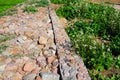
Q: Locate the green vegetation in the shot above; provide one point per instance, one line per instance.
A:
(30, 9)
(39, 3)
(8, 4)
(95, 36)
(31, 5)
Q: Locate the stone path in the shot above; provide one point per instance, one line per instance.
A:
(40, 49)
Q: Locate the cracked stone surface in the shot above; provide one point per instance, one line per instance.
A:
(40, 49)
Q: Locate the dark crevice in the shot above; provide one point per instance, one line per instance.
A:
(59, 66)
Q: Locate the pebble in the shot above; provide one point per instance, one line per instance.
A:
(42, 40)
(29, 66)
(50, 76)
(34, 50)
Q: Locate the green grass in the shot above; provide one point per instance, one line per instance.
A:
(95, 36)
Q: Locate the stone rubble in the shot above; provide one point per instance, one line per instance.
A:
(38, 52)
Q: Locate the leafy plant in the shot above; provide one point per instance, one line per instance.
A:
(95, 36)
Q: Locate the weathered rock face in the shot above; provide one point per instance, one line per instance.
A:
(50, 76)
(40, 46)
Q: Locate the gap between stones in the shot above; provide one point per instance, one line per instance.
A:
(55, 42)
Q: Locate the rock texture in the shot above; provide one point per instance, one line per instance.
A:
(40, 49)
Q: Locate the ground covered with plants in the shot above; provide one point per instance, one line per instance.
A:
(95, 35)
(8, 7)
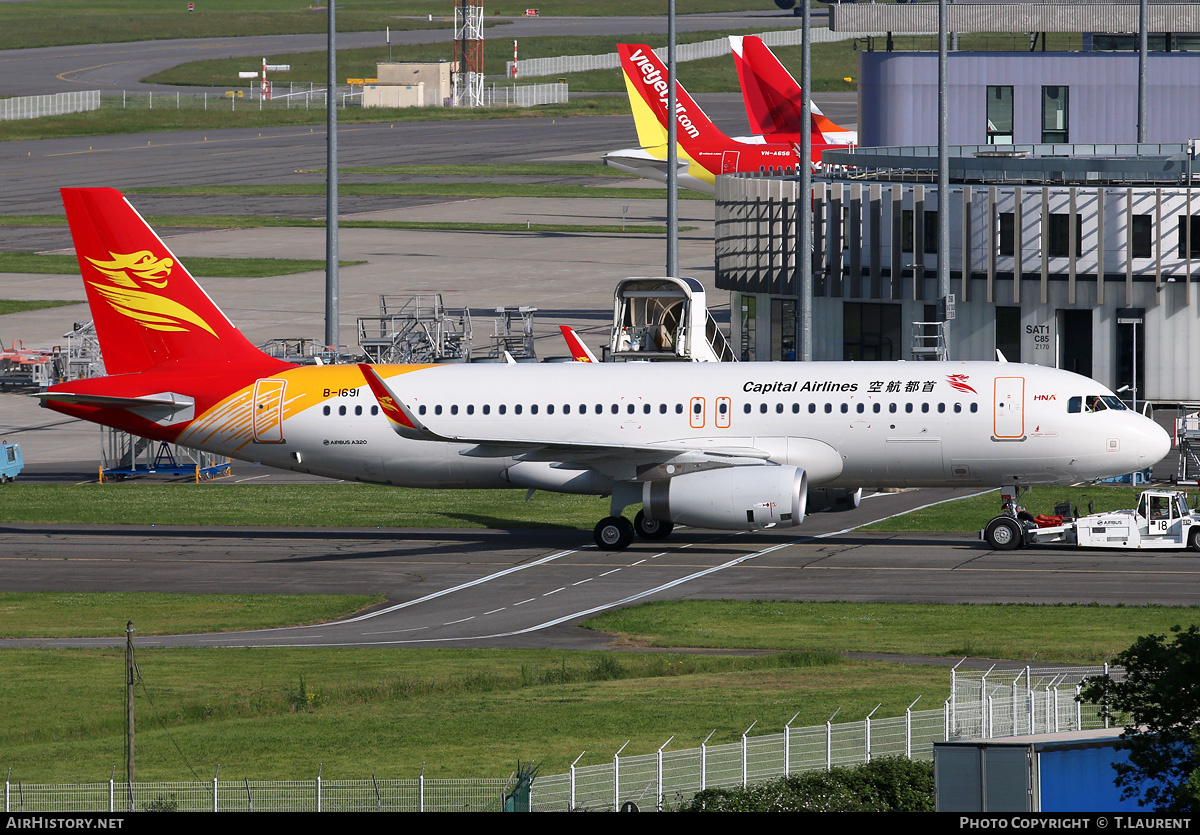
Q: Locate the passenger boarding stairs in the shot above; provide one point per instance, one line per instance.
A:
(1187, 440)
(665, 319)
(929, 341)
============================================================
Among the records above, find each line containing the string "green" and copy it.

Q: Locate the green vegetation in the shot above; provide one point per instance, one line per instance.
Q: Locate the green grass in the shot above; provide one point per instance, one line per instance.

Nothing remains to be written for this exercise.